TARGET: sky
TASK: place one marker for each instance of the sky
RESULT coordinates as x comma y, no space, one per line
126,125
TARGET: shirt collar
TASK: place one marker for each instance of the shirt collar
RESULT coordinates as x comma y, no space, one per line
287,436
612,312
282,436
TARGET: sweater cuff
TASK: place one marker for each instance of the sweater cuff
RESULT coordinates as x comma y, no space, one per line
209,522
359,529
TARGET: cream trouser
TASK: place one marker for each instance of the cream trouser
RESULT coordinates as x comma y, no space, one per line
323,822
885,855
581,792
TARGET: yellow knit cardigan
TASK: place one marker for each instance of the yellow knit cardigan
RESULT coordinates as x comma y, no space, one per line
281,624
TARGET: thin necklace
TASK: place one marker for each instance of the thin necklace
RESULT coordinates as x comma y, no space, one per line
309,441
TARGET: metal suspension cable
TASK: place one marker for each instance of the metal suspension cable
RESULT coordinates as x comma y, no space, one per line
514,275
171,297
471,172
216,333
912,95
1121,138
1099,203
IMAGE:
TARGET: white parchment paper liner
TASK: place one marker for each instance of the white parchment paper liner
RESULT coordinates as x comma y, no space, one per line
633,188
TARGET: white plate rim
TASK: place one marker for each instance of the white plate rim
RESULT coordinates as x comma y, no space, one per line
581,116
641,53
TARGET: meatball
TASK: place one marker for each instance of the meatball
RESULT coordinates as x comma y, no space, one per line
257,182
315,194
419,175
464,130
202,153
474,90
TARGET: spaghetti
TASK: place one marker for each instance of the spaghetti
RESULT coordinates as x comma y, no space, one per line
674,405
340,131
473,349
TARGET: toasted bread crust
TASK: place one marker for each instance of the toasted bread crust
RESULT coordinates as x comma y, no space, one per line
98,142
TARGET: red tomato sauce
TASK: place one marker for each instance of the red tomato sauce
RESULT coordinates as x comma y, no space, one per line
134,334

————

EXERCISE DESCRIPTION
Output an exact copy of the lines from the one holding "TASK: place one marker for each instance of the white plate" to the last line of the data, inclusive, and nothing beyond that range.

WRITTEN SOLUTION
TASK: place one marker for each instance of the white plate rim
RESULT coordinates as x comma y, no space, one per line
581,116
641,53
TARGET: meatball
TASK: place one marker for each instance of the meatball
RESULT coordinates as x comma y, no space, one per line
257,182
315,194
419,175
464,130
202,153
474,90
TARGET: spaghetti
TASK: place one marker for each instance of the spaghetti
RESULT coordinates as x comma y, no space, one per line
674,405
340,131
473,349
TARGET: toasted bread crust
TASK: place one marker for each instance of the toasted bread crust
RESULT coordinates as x comma y, no space, one per line
98,142
TARGET: red tomato sauce
TASK: place one marker for each instance of the red tomato sauce
RESULT coordinates as x comma y, no space, one per line
134,334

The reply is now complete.